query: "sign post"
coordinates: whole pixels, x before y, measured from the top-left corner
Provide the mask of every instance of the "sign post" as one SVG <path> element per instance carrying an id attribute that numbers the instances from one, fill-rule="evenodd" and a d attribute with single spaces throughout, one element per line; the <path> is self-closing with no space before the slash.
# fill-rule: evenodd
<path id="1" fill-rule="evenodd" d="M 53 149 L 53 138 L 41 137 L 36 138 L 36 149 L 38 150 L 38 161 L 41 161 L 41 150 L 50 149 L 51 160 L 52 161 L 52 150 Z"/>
########
> [Problem to work on]:
Can you express the lines above as a JSON list of strings, one string per line, with any blank lines left out?

> [Exercise result]:
[
  "query: \"sign post\"",
  "coordinates: whole pixels, x before y, measured from the top-left corner",
  "Provide the mask of every instance of the \"sign post\" as one SVG <path> element per instance carrying an id attribute that numbers the instances from one, fill-rule=\"evenodd\" and a d attribute with single spaces throughout, one element per line; the <path> is self-closing with no space before the slash.",
  "# fill-rule: evenodd",
  "<path id=\"1\" fill-rule=\"evenodd\" d=\"M 53 149 L 53 138 L 41 137 L 36 138 L 36 149 L 38 150 L 38 161 L 41 161 L 41 150 L 50 149 L 51 160 L 52 161 L 52 150 Z\"/>"
]